Work request: Please transcribe the line with "Identify each instance of the black t-shirt" and the lines after it through the end of the listing below, keeping both ends and nothing more.

-- Opening Marker --

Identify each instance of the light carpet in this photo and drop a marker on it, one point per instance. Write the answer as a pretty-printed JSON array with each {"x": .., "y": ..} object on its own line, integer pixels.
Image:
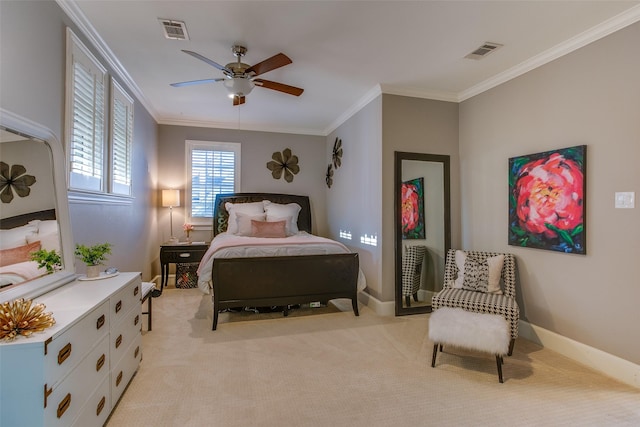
[{"x": 326, "y": 367}]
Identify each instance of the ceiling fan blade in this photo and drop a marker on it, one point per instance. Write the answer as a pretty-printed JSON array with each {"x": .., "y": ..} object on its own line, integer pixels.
[
  {"x": 238, "y": 100},
  {"x": 208, "y": 61},
  {"x": 291, "y": 90},
  {"x": 276, "y": 61},
  {"x": 195, "y": 82}
]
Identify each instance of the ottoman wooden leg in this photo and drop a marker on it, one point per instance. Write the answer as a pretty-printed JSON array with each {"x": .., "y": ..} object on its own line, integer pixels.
[{"x": 433, "y": 358}]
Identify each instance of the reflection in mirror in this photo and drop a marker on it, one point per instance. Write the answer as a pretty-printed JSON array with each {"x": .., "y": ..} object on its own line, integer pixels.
[
  {"x": 27, "y": 207},
  {"x": 423, "y": 233},
  {"x": 34, "y": 212}
]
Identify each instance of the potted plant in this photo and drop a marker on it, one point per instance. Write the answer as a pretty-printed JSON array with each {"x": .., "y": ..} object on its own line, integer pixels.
[
  {"x": 93, "y": 256},
  {"x": 48, "y": 259}
]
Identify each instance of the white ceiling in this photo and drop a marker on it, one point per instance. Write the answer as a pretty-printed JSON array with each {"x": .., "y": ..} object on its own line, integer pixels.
[{"x": 344, "y": 52}]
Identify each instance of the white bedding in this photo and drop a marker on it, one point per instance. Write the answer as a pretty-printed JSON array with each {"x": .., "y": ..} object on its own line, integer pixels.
[{"x": 226, "y": 245}]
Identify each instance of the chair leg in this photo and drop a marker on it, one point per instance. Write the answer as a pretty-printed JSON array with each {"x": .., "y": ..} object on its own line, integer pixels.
[
  {"x": 433, "y": 357},
  {"x": 499, "y": 363}
]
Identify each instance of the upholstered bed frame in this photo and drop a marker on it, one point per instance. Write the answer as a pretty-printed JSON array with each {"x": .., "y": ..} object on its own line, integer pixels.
[{"x": 279, "y": 281}]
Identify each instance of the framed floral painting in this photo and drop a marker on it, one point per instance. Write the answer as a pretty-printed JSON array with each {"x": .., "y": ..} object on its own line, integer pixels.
[
  {"x": 413, "y": 209},
  {"x": 547, "y": 200}
]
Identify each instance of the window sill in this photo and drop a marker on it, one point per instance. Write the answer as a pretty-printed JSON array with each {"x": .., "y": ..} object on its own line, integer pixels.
[{"x": 79, "y": 197}]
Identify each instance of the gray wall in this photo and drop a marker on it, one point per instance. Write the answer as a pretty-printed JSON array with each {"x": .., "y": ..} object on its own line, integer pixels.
[
  {"x": 354, "y": 201},
  {"x": 32, "y": 82},
  {"x": 591, "y": 97},
  {"x": 256, "y": 150}
]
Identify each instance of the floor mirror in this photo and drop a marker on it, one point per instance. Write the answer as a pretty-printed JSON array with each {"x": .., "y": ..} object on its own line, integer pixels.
[{"x": 422, "y": 228}]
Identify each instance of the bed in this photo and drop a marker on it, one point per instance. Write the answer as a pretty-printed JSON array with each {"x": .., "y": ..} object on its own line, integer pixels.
[
  {"x": 239, "y": 271},
  {"x": 19, "y": 237}
]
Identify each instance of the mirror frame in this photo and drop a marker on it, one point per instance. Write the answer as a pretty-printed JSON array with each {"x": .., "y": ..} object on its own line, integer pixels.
[
  {"x": 399, "y": 156},
  {"x": 49, "y": 282}
]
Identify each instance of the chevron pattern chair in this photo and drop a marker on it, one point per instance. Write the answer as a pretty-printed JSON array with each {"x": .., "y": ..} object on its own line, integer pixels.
[{"x": 482, "y": 302}]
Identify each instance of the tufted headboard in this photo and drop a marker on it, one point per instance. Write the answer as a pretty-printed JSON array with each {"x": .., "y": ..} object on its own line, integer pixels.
[{"x": 220, "y": 214}]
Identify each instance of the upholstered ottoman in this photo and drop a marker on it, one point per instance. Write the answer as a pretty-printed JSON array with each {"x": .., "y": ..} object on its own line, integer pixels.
[{"x": 483, "y": 332}]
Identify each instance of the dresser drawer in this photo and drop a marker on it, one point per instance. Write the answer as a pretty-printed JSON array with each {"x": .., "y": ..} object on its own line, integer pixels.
[
  {"x": 123, "y": 334},
  {"x": 124, "y": 300},
  {"x": 66, "y": 350},
  {"x": 124, "y": 370},
  {"x": 65, "y": 401},
  {"x": 98, "y": 406},
  {"x": 187, "y": 254}
]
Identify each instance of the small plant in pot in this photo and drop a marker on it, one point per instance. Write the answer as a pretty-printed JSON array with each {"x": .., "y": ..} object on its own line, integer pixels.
[
  {"x": 93, "y": 256},
  {"x": 47, "y": 259}
]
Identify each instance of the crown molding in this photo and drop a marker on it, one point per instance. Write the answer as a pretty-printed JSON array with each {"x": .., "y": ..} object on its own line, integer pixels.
[
  {"x": 72, "y": 10},
  {"x": 175, "y": 121},
  {"x": 610, "y": 26}
]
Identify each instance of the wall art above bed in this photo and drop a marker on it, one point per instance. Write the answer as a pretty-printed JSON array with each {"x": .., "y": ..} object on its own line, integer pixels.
[
  {"x": 283, "y": 163},
  {"x": 547, "y": 200}
]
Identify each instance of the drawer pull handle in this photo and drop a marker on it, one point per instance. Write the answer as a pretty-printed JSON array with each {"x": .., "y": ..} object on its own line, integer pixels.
[
  {"x": 100, "y": 362},
  {"x": 100, "y": 322},
  {"x": 101, "y": 405},
  {"x": 64, "y": 353},
  {"x": 64, "y": 405},
  {"x": 46, "y": 394}
]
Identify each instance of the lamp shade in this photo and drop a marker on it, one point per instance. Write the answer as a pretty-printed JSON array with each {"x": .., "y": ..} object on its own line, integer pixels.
[{"x": 170, "y": 198}]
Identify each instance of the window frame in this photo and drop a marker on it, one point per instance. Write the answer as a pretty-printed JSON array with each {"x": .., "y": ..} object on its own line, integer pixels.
[
  {"x": 206, "y": 223},
  {"x": 77, "y": 52}
]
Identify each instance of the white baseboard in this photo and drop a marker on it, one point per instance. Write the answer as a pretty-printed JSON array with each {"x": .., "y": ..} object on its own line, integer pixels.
[
  {"x": 381, "y": 308},
  {"x": 613, "y": 366}
]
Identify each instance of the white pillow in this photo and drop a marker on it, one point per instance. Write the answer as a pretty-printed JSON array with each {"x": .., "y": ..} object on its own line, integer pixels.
[
  {"x": 17, "y": 236},
  {"x": 288, "y": 212},
  {"x": 253, "y": 208},
  {"x": 495, "y": 270},
  {"x": 244, "y": 222},
  {"x": 461, "y": 257}
]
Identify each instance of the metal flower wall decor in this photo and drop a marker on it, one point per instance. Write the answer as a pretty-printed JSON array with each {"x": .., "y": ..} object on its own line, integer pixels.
[
  {"x": 284, "y": 163},
  {"x": 12, "y": 179}
]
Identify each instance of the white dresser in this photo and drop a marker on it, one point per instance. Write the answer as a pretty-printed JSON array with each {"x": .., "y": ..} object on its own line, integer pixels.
[{"x": 73, "y": 373}]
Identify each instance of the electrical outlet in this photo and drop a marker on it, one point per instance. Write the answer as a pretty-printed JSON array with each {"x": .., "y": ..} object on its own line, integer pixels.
[{"x": 625, "y": 200}]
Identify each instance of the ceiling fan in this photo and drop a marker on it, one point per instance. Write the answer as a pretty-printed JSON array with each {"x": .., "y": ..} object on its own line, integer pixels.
[{"x": 240, "y": 78}]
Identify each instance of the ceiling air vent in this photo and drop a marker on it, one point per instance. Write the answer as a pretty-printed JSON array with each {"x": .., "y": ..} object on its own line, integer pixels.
[
  {"x": 483, "y": 50},
  {"x": 174, "y": 30}
]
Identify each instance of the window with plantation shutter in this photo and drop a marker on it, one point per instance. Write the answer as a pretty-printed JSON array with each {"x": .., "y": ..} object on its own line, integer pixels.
[
  {"x": 212, "y": 168},
  {"x": 121, "y": 139},
  {"x": 86, "y": 109}
]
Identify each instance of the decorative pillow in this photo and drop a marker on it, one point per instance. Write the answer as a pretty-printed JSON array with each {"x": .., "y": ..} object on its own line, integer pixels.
[
  {"x": 495, "y": 272},
  {"x": 17, "y": 236},
  {"x": 476, "y": 274},
  {"x": 460, "y": 259},
  {"x": 244, "y": 222},
  {"x": 19, "y": 254},
  {"x": 268, "y": 229},
  {"x": 253, "y": 208},
  {"x": 288, "y": 212}
]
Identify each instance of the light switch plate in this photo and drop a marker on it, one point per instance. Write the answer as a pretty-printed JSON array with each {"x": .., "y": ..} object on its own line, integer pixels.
[{"x": 625, "y": 200}]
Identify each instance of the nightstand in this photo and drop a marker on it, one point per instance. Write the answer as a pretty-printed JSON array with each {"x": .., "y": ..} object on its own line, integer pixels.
[{"x": 178, "y": 253}]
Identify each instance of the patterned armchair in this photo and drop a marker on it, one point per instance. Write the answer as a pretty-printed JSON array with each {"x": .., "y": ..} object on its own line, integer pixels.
[
  {"x": 412, "y": 259},
  {"x": 482, "y": 302}
]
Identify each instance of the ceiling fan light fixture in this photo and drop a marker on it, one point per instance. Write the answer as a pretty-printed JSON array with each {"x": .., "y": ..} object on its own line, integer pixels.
[{"x": 239, "y": 86}]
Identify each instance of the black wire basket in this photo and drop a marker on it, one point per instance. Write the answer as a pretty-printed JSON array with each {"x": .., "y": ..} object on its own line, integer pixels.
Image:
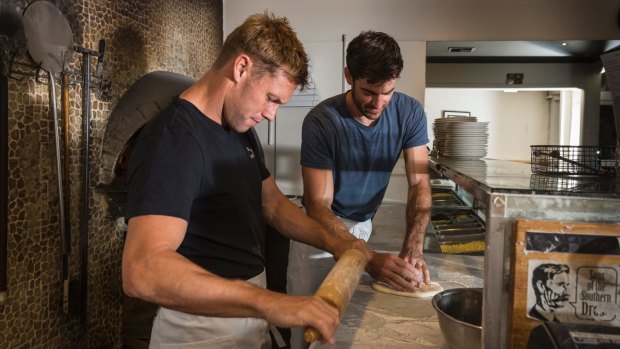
[{"x": 575, "y": 160}]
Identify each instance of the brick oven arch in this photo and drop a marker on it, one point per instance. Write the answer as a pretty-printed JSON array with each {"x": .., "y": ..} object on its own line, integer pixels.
[{"x": 141, "y": 102}]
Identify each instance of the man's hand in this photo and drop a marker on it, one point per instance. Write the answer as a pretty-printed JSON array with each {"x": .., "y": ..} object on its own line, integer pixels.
[
  {"x": 395, "y": 271},
  {"x": 416, "y": 259},
  {"x": 293, "y": 311},
  {"x": 343, "y": 245}
]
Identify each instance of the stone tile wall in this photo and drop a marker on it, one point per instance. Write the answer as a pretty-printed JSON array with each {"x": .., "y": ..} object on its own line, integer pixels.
[{"x": 183, "y": 36}]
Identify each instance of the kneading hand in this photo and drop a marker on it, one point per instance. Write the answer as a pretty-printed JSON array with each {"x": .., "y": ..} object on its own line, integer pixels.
[
  {"x": 395, "y": 272},
  {"x": 416, "y": 259}
]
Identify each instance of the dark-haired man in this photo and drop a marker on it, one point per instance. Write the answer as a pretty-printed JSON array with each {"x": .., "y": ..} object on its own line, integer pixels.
[{"x": 350, "y": 144}]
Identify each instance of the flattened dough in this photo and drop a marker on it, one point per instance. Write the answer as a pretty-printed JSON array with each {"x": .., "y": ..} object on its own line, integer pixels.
[{"x": 426, "y": 291}]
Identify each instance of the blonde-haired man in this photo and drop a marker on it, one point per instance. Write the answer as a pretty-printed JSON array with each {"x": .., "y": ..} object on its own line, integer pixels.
[{"x": 198, "y": 196}]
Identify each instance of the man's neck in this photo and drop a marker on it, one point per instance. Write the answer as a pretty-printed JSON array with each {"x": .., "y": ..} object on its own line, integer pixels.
[
  {"x": 356, "y": 113},
  {"x": 208, "y": 95}
]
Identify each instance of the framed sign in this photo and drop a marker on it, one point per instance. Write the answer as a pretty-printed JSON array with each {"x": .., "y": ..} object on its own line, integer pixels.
[{"x": 563, "y": 272}]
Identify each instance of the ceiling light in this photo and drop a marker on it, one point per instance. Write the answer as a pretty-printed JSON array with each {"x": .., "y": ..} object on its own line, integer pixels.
[{"x": 461, "y": 49}]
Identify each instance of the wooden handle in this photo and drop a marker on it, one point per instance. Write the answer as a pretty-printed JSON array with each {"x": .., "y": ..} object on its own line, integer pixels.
[{"x": 339, "y": 285}]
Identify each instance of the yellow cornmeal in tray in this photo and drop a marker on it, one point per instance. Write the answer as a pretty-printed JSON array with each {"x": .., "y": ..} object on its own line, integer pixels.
[
  {"x": 455, "y": 248},
  {"x": 463, "y": 217}
]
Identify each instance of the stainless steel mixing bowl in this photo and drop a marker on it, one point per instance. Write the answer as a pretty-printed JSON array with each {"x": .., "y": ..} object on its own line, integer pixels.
[{"x": 459, "y": 311}]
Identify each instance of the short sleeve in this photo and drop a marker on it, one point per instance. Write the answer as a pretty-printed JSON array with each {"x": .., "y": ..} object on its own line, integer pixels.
[{"x": 317, "y": 148}]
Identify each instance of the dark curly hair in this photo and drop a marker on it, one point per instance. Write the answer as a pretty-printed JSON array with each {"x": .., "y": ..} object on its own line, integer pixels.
[{"x": 374, "y": 56}]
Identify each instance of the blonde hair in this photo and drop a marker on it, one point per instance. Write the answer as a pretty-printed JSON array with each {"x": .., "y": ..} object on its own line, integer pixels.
[{"x": 272, "y": 44}]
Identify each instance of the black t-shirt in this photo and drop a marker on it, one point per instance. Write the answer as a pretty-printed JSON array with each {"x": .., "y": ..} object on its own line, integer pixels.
[{"x": 186, "y": 165}]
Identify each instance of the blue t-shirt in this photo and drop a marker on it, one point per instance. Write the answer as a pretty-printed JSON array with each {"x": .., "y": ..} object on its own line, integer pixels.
[{"x": 361, "y": 158}]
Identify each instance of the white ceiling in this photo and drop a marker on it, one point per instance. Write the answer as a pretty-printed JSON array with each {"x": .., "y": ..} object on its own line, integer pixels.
[{"x": 519, "y": 51}]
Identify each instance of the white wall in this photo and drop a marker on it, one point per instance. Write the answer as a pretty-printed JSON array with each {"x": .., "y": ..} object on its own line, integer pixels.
[
  {"x": 584, "y": 76},
  {"x": 516, "y": 120},
  {"x": 414, "y": 20},
  {"x": 424, "y": 20}
]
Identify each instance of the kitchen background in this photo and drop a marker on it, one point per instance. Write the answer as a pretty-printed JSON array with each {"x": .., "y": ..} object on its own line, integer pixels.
[{"x": 184, "y": 36}]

-- Closing Marker --

Written response:
Identify each instance of the black t-shirt in this photo and drop a marker on it, one point per instance. Write the answer as a pretty-printed JSON array with each {"x": .., "y": ..} object on its own line, integer pixels.
[{"x": 186, "y": 165}]
Identify each instance of the blue t-shirt in this photo and drop a marker on it, one point per instance. Write the answer as a pretty-printed JSON array with each {"x": .., "y": ..} object on its own line, integer pixels.
[{"x": 361, "y": 158}]
Identify each instance of the white ceiling in this photo and drop a marker on it, one point per instance. Write the answer as a pretty-printed JSON array with each {"x": .., "y": ..} object on its own line, integer pixels.
[{"x": 519, "y": 51}]
Identify each instance of the white wall in this photo and drop a marker on it, one point per instance. Write the answer as a pretty-printed JSON array with each {"x": .., "y": ..} object on its own line, integer pixels.
[
  {"x": 584, "y": 76},
  {"x": 516, "y": 120},
  {"x": 414, "y": 20},
  {"x": 424, "y": 20}
]
Identify each instance of the kitchen background in this photo and drop a marker on it, one point per instance. Write the answer as a pretty-printed JSON array with each {"x": .., "y": ..} object on its own line, integer pixels.
[{"x": 184, "y": 36}]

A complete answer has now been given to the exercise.